* **WRITTEN INSTRUCTION**
Gather every line in the records below that contains the string "paper", and copy each one out in full.

━━━━━ TASK DATA ━━━━━

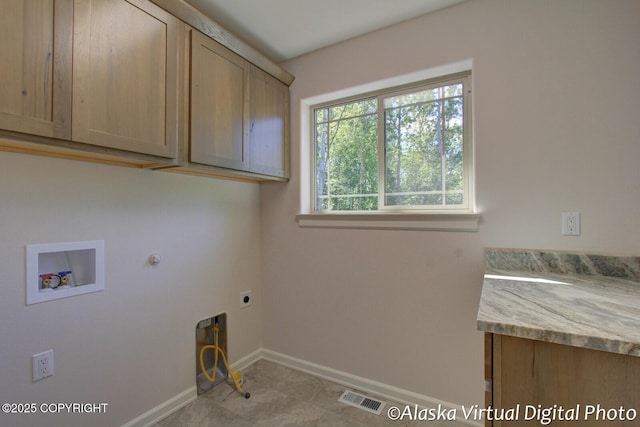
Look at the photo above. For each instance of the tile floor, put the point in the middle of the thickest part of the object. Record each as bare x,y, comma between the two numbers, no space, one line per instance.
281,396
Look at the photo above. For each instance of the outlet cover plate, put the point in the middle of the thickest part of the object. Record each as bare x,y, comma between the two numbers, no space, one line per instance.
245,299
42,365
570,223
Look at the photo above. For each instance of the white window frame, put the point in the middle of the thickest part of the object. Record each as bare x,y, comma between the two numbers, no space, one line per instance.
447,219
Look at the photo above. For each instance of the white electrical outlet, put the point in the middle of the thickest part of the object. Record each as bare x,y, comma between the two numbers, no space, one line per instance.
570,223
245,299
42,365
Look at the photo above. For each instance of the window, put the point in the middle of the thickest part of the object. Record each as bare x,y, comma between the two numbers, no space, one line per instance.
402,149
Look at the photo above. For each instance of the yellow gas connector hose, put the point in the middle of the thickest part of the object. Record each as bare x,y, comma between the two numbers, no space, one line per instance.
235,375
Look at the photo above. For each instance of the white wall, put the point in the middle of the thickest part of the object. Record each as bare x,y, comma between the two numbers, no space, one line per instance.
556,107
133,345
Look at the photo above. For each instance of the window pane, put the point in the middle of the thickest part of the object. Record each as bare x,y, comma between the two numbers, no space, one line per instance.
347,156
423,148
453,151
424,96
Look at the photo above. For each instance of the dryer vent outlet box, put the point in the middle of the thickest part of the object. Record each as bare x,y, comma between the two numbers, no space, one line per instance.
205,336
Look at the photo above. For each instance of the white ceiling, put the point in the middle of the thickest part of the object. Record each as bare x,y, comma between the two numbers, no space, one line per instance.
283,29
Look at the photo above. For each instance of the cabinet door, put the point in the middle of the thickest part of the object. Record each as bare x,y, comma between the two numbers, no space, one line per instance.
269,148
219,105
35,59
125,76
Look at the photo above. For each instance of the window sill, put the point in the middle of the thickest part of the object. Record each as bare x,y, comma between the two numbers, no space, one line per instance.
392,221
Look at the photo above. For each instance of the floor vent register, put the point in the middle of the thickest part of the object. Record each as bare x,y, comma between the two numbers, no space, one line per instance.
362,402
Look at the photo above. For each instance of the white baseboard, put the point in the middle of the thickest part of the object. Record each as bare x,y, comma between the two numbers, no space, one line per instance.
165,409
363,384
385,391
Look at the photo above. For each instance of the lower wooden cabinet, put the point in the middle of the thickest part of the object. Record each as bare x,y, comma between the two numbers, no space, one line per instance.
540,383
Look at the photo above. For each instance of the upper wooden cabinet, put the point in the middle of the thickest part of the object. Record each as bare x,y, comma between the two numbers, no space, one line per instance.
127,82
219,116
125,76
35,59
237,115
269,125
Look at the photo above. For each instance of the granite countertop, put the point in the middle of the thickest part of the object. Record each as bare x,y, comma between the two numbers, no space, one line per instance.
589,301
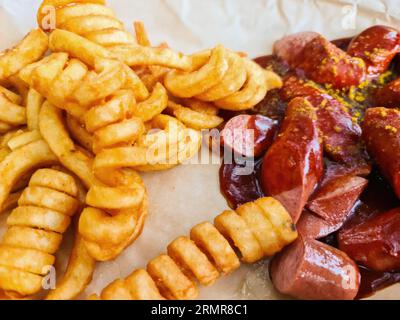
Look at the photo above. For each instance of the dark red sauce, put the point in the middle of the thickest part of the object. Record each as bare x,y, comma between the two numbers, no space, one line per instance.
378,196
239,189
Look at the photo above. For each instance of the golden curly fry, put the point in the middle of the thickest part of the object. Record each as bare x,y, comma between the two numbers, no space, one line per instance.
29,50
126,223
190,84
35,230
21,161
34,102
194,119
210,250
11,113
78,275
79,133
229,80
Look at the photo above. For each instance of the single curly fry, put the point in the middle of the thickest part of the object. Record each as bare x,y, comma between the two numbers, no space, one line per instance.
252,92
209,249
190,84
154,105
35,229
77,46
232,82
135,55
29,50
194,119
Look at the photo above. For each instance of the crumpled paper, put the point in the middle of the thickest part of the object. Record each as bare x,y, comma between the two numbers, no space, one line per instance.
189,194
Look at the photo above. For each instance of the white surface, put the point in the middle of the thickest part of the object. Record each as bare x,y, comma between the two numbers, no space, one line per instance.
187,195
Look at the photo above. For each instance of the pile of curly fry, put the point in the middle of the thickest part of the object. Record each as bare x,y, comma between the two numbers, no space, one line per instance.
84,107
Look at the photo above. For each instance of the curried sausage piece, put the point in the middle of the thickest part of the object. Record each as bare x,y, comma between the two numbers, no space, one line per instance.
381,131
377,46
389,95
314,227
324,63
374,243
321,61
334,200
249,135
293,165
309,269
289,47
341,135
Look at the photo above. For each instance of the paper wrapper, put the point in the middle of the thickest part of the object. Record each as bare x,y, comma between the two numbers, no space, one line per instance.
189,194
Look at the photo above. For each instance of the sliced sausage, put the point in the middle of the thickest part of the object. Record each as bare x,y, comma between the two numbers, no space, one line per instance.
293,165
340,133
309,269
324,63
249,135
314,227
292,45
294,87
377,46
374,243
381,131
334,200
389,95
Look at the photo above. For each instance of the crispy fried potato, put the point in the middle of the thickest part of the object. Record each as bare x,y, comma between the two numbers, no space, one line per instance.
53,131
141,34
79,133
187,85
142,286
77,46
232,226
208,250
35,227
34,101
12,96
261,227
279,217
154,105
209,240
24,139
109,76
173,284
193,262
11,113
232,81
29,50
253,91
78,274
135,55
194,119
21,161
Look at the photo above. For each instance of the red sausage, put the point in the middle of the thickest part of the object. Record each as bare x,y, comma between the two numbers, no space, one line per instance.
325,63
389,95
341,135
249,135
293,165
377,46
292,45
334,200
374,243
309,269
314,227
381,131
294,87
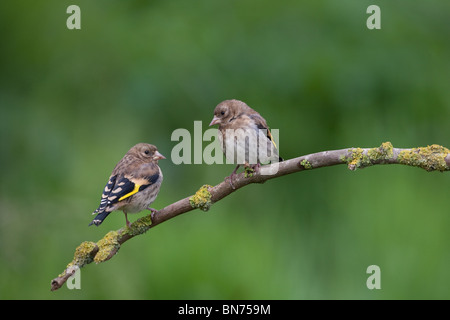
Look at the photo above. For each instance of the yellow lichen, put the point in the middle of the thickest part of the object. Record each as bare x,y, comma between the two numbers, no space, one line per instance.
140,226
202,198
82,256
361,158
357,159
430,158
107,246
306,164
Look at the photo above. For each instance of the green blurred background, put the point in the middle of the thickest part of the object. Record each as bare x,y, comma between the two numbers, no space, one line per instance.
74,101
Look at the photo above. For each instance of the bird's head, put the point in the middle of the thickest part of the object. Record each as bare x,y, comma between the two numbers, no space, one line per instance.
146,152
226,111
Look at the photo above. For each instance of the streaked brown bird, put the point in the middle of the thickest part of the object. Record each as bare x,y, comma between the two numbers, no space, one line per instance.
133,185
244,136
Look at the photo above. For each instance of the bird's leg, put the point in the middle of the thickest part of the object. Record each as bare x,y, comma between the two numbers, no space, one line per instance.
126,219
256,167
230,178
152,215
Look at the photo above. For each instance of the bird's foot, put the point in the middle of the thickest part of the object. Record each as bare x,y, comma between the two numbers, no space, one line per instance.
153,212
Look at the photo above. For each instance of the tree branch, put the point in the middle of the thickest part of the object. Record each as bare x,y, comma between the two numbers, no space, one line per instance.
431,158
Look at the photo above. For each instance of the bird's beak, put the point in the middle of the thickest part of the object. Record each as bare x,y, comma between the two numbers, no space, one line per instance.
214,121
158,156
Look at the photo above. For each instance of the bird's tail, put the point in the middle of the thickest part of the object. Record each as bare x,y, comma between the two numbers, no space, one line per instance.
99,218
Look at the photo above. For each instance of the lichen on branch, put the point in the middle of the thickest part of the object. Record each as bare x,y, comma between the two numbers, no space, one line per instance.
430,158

━━━━━
━━━━━ TASK DATA ━━━━━

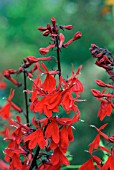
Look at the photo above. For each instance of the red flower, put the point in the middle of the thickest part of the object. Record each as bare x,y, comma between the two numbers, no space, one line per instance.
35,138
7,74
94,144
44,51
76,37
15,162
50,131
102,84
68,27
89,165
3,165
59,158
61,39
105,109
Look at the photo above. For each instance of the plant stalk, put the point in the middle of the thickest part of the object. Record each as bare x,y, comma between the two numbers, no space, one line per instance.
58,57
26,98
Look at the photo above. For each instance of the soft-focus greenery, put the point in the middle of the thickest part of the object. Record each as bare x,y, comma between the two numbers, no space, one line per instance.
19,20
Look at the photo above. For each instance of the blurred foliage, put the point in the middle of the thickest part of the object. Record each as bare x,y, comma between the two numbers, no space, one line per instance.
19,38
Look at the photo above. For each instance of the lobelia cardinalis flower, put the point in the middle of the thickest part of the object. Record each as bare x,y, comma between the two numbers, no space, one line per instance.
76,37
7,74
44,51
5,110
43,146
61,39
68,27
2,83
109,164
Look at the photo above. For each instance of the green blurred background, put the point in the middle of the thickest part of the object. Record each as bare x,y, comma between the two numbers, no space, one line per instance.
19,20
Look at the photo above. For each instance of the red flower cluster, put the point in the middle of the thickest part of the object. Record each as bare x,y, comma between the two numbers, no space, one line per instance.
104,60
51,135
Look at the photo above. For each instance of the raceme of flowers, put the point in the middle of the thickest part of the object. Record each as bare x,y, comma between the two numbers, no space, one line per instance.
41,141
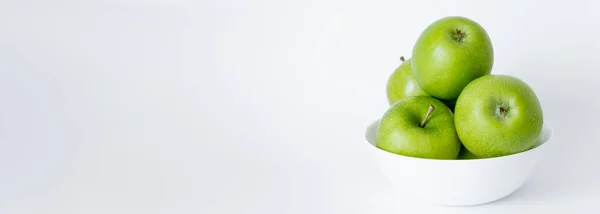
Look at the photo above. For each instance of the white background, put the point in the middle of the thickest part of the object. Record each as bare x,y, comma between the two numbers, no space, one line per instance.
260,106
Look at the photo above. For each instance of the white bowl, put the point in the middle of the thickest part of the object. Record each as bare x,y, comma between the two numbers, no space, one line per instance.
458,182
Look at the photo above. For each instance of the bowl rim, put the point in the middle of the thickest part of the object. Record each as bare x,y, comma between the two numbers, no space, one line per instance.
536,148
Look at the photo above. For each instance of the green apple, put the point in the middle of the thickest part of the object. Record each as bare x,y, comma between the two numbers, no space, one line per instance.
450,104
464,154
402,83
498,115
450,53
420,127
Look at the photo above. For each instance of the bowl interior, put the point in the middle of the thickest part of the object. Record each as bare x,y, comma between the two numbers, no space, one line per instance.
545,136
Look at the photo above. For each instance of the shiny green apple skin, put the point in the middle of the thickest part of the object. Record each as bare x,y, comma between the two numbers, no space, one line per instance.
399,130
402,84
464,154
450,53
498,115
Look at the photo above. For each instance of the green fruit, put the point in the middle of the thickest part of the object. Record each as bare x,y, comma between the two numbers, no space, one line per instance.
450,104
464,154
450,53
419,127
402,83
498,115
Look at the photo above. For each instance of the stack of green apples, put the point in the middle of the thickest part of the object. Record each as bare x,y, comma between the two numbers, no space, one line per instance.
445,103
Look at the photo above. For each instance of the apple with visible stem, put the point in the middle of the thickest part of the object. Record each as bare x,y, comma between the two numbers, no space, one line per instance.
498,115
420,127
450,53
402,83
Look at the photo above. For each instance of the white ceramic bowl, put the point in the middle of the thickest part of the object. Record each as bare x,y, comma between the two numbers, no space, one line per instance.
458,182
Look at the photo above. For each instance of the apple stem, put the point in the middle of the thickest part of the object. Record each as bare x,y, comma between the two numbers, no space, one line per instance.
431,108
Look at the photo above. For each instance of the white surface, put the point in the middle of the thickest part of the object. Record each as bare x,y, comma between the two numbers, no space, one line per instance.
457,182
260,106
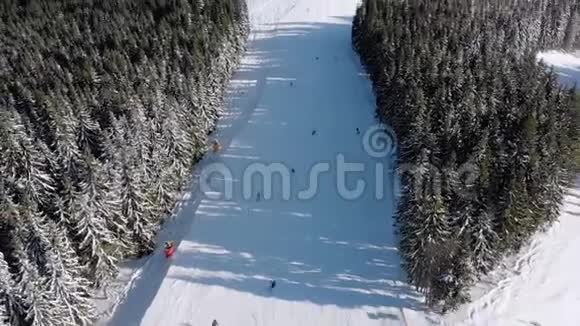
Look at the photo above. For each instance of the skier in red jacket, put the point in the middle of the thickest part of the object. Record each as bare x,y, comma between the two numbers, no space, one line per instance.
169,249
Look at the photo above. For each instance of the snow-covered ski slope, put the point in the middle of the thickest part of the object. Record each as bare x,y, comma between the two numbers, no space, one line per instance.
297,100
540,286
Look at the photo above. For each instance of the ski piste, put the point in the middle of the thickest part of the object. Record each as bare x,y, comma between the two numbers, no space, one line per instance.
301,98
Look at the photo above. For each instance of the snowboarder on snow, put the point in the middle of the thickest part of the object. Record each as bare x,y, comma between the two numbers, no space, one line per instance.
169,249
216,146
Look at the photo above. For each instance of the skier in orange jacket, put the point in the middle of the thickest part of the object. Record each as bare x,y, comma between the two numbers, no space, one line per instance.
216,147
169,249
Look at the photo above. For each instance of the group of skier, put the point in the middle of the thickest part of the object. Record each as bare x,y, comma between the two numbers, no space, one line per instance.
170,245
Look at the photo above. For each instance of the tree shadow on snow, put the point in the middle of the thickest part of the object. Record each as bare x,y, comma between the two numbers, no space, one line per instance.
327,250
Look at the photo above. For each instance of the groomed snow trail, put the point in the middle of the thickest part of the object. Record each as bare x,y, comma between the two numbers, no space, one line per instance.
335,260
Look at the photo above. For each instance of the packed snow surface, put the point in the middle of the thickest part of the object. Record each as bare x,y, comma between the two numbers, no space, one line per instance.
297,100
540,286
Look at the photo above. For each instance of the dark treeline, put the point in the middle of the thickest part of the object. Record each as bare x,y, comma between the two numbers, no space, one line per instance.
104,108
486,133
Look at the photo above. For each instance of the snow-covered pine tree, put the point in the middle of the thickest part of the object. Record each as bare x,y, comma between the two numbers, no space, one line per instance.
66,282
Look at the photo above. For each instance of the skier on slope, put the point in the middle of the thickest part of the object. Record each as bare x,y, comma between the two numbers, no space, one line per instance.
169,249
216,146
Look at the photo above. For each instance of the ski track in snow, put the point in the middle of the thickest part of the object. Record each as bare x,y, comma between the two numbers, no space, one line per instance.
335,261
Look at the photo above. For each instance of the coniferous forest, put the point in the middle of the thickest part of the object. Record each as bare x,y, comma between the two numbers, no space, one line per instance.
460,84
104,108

━━━━━
━━━━━ TASK DATA ━━━━━

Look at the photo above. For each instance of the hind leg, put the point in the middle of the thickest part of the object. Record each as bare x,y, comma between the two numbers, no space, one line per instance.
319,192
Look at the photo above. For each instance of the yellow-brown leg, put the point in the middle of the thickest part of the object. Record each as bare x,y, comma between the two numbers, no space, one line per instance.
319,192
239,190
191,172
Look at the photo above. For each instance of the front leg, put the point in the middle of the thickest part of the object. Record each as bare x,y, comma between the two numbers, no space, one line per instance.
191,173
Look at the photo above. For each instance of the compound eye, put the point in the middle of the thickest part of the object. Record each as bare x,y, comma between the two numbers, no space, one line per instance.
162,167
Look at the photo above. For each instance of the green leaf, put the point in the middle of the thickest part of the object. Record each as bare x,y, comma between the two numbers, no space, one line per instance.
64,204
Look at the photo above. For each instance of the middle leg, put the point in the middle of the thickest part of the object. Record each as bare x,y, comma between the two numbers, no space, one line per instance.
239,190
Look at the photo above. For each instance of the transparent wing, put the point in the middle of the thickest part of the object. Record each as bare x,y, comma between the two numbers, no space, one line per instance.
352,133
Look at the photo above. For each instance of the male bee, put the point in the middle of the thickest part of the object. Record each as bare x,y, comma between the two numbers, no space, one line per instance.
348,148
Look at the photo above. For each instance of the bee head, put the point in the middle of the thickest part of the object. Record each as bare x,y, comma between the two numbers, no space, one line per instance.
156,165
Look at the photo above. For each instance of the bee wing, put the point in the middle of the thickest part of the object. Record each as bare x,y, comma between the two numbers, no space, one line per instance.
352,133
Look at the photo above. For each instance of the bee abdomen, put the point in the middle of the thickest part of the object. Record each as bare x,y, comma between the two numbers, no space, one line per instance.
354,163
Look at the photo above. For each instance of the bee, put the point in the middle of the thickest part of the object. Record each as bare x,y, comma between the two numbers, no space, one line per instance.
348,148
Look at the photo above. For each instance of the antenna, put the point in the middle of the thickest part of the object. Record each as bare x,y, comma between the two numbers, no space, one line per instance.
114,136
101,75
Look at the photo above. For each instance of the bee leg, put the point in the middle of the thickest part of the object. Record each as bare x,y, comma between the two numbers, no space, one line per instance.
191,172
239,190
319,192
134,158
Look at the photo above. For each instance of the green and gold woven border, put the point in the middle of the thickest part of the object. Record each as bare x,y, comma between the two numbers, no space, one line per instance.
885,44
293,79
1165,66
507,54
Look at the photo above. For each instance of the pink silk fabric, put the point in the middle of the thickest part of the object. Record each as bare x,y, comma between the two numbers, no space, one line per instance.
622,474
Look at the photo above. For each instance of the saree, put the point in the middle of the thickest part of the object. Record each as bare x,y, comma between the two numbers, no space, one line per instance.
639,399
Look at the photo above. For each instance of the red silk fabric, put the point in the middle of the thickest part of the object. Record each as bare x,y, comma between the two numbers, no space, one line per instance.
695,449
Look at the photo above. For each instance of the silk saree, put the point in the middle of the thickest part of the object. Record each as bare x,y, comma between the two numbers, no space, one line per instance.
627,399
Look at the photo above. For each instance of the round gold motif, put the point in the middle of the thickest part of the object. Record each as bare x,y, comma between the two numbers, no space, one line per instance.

━━━━━

* **RESULT**
Look at the photo above. For each instance of the crumpled paper, put the point in the middle of the thickest part of the object. Record each as bare x,y, comma between the two numbers, no space, one line per instance.
Look at the photo above. For each instance of the paper wrapper, put the point in the middle of the thickest part of the object. Record each as bare x,y, comma between the two numbers, no space, one line per instance.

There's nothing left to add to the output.